_Text excerpt_.
-- Start --

Walker believes that to decide on the right tool (i.e. transit mode) you need to understand the purpose of that tool. Too often transit debates focus on the technology and not the purpose. As a result we “get people using a hammer to turn a screw or a screwdriver to pound nails.” I would add that even when we use the right tool, undue focus on technology can lead to overkill; using a power drill to turn a screw, when a simple screwdriver would do the job more effectively.

If the debate over transit technologies is not distracting enough, transit planning is further confused by a lack of consensus over the basic goals of public transit. As Walker notes in his book, while other city services—like policing—have easily agreed upon answers (enforcing the law), the ‘answer’ of public transit is influenced by a diversity of questions:

Economists may talk about transit in terms of profitability, as though that were its goal. Social service advocates think of it as a tool for meeting the needs of the disadvantaged. Architects and urban designers care about how it feels to move through a city, so they often focus on the aesthetics of the transit vehicle and infrastructure. Urban redevelopment advocates categorize services according to how well they stimulate development.

The result of this confusion is that no clear priorities arise, and when it comes to persuading decision-makers, transit planners are at a decided disadvantage with this myriad of priorities, next to their colleagues in other departments with clearer goals..

-- End --

_Tasks and exercises_.
[1] Print the part of the transit planning excerpt starting at "Economists may talk" and ending at "they stimulate development.", word for word.
[2] According to the transit planning excerpt, why are transit planners at a disadvantage when persuading decision-makers? Answer in one to three sentences.
[3] Turn the paragraph of the transit planning excerpt that begins "Economists may talk about transit" into a short list.

_Provided data_.
-- Start --

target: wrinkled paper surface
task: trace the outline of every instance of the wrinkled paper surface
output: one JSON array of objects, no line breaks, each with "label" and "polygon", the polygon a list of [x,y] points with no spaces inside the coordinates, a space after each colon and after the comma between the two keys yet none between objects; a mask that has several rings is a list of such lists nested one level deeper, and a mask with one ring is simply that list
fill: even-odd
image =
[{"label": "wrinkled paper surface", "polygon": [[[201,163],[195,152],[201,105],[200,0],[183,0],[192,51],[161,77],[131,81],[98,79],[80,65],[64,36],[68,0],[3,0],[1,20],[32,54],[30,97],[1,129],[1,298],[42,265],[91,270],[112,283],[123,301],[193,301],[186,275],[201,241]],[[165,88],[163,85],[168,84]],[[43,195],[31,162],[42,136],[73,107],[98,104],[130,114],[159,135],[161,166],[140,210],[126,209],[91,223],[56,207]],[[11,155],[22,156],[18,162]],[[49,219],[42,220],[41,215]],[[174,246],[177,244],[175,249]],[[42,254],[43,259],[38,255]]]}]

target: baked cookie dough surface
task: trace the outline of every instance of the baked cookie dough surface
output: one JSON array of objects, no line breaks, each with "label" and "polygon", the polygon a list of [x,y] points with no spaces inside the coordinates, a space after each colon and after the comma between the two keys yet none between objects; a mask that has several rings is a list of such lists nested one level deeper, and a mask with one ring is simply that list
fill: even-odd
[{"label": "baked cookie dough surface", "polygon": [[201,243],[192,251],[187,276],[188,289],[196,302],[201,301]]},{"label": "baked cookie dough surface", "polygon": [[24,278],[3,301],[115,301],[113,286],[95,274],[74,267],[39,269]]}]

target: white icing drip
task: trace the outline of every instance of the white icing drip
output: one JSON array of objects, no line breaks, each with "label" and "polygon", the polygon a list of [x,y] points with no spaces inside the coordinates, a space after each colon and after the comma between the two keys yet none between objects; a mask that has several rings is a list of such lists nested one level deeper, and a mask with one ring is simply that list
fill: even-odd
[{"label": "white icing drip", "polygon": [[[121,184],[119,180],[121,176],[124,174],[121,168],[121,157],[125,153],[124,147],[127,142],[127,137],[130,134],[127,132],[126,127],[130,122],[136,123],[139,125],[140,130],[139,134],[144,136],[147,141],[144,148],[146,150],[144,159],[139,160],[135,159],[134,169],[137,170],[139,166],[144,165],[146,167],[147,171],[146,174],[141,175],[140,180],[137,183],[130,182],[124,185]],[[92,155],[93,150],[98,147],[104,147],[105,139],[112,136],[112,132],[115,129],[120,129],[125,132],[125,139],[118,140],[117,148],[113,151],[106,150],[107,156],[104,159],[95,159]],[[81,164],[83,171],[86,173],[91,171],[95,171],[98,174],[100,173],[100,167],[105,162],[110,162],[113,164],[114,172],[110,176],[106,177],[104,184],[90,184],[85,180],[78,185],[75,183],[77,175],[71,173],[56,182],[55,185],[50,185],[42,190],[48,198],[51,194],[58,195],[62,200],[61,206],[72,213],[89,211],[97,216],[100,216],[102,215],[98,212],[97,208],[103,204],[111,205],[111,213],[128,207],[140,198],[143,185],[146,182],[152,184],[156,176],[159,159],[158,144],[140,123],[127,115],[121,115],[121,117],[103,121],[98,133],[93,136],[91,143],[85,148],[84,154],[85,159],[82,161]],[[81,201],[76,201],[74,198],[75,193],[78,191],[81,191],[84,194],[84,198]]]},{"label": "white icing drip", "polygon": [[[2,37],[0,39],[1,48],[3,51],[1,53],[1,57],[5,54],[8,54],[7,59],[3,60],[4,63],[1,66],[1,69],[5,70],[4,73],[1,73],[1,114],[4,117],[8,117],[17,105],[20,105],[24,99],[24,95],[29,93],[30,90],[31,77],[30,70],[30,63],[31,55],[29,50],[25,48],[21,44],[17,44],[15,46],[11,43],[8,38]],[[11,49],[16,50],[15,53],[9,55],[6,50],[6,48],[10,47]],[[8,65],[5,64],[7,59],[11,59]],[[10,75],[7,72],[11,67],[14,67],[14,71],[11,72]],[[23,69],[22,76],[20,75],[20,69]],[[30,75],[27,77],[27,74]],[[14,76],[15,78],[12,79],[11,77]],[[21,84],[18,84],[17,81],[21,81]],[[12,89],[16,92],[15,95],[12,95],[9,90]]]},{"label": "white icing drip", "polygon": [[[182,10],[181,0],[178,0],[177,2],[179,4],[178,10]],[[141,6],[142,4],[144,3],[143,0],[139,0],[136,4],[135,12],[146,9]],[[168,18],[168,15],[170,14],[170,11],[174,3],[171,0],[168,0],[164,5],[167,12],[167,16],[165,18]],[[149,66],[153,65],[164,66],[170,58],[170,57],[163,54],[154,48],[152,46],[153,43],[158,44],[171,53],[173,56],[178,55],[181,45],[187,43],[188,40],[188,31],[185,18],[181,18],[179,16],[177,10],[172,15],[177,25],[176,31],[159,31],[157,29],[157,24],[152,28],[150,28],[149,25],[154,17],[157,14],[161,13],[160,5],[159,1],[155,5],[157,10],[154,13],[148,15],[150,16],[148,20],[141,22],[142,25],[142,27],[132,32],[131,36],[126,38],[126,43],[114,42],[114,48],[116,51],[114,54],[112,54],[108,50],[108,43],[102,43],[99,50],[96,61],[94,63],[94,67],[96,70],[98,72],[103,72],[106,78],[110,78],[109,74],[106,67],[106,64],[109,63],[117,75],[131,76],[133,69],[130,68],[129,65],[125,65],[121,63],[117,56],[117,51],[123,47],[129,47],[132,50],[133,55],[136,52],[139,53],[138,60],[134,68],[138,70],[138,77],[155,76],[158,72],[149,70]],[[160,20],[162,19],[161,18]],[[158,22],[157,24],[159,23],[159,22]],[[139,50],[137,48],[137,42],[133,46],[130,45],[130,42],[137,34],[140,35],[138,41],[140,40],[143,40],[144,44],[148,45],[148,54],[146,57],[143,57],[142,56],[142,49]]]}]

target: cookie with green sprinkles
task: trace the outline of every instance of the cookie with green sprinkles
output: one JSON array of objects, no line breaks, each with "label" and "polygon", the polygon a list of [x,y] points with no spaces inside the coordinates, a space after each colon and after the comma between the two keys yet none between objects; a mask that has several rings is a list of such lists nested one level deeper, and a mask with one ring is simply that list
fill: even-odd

-- End --
-- Start --

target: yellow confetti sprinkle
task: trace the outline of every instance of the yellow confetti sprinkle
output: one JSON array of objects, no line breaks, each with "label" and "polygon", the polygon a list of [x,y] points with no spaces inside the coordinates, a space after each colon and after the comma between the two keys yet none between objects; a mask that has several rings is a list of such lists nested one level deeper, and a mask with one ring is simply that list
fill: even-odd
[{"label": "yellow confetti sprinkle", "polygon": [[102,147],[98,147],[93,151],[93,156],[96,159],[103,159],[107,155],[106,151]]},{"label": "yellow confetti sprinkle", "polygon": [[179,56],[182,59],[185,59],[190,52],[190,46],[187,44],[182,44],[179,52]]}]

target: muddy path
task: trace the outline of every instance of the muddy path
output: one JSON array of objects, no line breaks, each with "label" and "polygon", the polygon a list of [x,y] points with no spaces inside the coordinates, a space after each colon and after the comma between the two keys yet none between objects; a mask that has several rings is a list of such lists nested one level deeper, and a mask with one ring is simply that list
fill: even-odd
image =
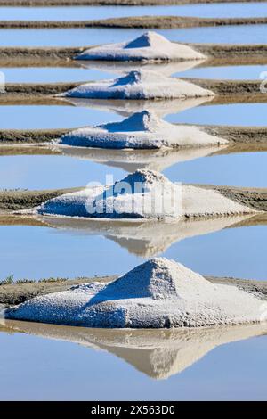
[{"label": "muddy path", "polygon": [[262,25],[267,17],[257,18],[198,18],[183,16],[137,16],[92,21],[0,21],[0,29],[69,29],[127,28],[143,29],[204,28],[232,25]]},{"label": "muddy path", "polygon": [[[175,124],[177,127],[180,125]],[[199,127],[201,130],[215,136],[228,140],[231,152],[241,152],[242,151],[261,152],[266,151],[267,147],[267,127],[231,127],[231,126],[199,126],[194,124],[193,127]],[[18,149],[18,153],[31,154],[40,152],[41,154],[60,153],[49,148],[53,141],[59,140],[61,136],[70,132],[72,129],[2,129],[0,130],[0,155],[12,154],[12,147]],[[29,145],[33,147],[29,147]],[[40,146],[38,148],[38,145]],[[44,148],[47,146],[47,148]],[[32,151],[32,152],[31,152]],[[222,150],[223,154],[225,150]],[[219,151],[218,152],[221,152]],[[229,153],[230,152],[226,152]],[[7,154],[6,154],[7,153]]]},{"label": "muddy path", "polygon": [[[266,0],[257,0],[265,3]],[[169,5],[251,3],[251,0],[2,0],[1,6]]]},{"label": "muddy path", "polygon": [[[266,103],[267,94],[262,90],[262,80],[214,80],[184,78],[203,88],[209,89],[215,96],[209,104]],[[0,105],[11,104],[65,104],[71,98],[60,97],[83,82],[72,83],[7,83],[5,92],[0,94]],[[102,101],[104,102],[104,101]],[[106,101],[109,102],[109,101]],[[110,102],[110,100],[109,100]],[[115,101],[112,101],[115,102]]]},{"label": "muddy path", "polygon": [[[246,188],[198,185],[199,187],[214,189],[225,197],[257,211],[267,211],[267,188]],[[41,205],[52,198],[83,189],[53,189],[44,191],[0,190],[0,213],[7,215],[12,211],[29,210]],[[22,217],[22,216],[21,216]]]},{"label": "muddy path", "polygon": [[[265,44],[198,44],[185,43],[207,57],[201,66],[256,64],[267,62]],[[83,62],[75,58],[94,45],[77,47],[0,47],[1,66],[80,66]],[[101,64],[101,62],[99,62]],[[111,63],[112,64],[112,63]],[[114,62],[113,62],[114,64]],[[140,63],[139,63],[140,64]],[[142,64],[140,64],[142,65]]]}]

-- End --
-- Start --

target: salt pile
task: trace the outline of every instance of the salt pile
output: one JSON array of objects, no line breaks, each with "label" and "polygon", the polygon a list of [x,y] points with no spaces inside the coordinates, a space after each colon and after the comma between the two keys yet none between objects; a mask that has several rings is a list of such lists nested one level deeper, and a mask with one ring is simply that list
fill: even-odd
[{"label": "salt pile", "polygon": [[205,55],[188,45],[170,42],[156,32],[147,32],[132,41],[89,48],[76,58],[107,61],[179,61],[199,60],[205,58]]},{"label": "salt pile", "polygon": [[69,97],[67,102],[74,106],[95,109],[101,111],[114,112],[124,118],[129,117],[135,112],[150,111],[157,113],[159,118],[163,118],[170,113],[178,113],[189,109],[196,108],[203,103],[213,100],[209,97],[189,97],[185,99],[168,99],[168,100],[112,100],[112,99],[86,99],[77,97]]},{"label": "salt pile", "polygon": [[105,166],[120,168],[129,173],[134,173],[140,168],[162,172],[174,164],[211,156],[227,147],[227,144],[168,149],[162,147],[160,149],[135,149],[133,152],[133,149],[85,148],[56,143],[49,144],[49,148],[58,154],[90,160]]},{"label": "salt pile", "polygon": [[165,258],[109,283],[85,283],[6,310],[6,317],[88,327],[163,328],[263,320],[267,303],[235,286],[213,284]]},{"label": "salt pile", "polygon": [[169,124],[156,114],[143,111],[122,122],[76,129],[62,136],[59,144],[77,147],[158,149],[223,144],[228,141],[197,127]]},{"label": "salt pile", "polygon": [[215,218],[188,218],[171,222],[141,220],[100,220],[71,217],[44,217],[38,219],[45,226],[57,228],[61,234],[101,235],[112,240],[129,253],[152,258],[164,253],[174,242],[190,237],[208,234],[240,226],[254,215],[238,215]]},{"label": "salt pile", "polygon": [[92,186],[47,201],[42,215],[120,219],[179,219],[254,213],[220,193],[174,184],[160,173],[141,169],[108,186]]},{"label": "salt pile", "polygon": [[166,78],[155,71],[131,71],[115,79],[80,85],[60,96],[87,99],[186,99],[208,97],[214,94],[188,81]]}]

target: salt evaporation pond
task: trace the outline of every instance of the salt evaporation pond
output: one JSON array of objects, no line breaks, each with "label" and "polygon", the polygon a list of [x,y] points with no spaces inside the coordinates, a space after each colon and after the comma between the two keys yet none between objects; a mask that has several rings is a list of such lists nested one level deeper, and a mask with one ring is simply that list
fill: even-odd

-- End --

_Worked answers_.
[1]
Economists may talk about transit in terms of profitability, as though that were its goal. Social service advocates think of it as a tool for meeting the needs of the disadvantaged. Architects and urban designers care about how it feels to move through a city, so they often focus on the aesthetics of the transit vehicle and infrastructure. Urban redevelopment advocates categorize services according to how well they stimulate development.

[2] The many competing views of what public transit is for leave no clear priorities. That puts transit planners behind colleagues in other departments, whose goals are clearer.

[3]
- Economists: judge transit by profitability, as if that were its goal.
- Social service advocates: see it as a tool for meeting the needs of the disadvantaged.
- Architects and urban designers: care how moving through a city feels, so they often focus on the aesthetics of vehicles and infrastructure.
- Urban redevelopment advocates: rank services by how well they stimulate development.